DESCRIPTION OF THE TASK:
Your answer should be the lines of the listing that contain the word "bird".
::::
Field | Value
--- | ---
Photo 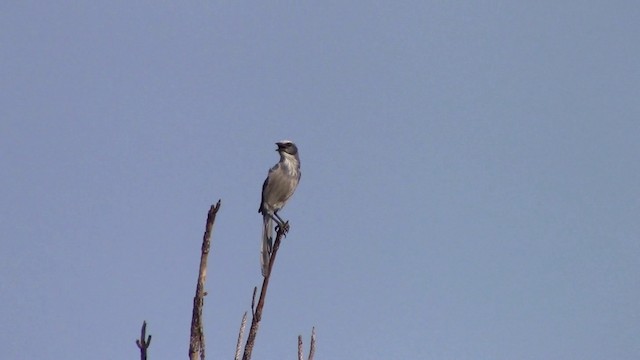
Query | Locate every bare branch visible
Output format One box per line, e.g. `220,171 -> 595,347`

251,287 -> 257,316
188,201 -> 222,360
241,224 -> 288,360
298,335 -> 304,360
308,327 -> 316,360
234,312 -> 248,360
135,321 -> 151,360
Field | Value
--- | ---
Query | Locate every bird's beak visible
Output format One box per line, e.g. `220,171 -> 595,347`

275,142 -> 284,151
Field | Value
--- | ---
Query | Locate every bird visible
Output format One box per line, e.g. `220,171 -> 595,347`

259,140 -> 301,277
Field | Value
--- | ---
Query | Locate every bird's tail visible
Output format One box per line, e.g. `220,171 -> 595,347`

261,214 -> 273,277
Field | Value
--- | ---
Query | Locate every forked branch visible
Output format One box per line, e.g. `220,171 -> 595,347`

135,321 -> 152,360
240,225 -> 287,360
298,327 -> 317,360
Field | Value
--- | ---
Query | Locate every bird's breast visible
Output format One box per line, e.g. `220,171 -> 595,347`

281,157 -> 300,178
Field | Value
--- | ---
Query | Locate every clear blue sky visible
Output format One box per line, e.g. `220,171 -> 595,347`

2,2 -> 639,359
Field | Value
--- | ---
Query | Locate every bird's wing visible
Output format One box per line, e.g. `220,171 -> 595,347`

259,163 -> 281,213
262,165 -> 298,211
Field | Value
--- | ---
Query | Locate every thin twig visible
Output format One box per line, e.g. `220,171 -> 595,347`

234,312 -> 248,360
308,327 -> 316,360
298,335 -> 304,360
241,225 -> 288,360
135,321 -> 152,360
188,201 -> 222,360
251,287 -> 257,316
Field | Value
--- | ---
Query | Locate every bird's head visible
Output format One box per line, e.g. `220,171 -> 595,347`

276,140 -> 299,156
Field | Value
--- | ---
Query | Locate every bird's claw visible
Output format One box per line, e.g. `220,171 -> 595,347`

275,221 -> 290,236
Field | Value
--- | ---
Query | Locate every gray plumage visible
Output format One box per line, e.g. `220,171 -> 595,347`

259,140 -> 301,277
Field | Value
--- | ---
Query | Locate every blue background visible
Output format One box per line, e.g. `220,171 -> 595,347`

2,2 -> 639,359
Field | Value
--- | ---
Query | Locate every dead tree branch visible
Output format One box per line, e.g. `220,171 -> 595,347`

297,327 -> 317,360
308,327 -> 317,360
241,225 -> 288,360
188,201 -> 222,360
298,335 -> 304,360
234,312 -> 248,360
135,321 -> 152,360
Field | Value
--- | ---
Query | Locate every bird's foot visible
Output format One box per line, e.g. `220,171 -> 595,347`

275,221 -> 290,236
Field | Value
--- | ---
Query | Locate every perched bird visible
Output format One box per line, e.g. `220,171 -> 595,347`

259,140 -> 301,276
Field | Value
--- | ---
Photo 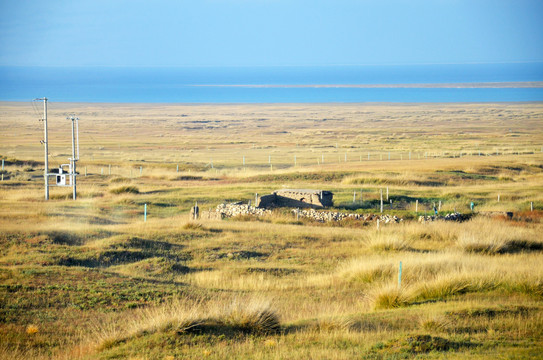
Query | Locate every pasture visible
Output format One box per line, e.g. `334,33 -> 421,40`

0,101 -> 542,359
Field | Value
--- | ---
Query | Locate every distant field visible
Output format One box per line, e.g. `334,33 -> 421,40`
::::
RESULT OF THE EXERCISE:
Query | Locate every bird's beak visible
Query | Locate every bird visible
Query | Locate every bird's tail visible
Query | Locate every bird's breast visible
Query | Locate every bird's wing visible
Query | Locate every bird's head visible
Query | Locate every bird's claw visible
Query | Locate every bird's foot visible
Query | Locate every perched bird visible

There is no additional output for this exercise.